::: Input rows :::
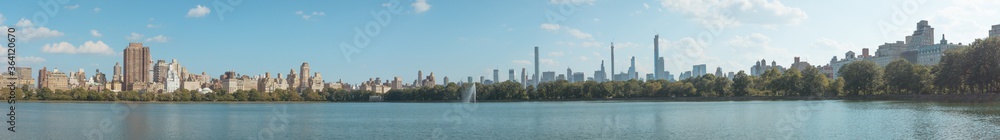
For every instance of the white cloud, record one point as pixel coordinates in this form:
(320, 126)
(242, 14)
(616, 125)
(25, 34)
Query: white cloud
(133, 37)
(752, 40)
(550, 27)
(72, 7)
(421, 6)
(572, 31)
(158, 38)
(548, 62)
(29, 32)
(557, 54)
(961, 22)
(830, 45)
(735, 12)
(88, 47)
(521, 62)
(95, 33)
(30, 60)
(198, 11)
(309, 16)
(590, 44)
(591, 2)
(579, 34)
:::
§ Aim:
Return all the entries word for word, but omit any pictures they contain.

§ Solution:
For every instance of the white cloud, record one point as pixel coordinates in this form:
(320, 126)
(242, 14)
(616, 125)
(25, 34)
Query: white cloud
(133, 37)
(752, 40)
(550, 27)
(72, 7)
(421, 6)
(572, 31)
(158, 38)
(548, 62)
(29, 32)
(557, 54)
(961, 22)
(830, 45)
(735, 12)
(88, 47)
(521, 62)
(95, 33)
(30, 60)
(198, 11)
(309, 16)
(590, 44)
(591, 2)
(579, 34)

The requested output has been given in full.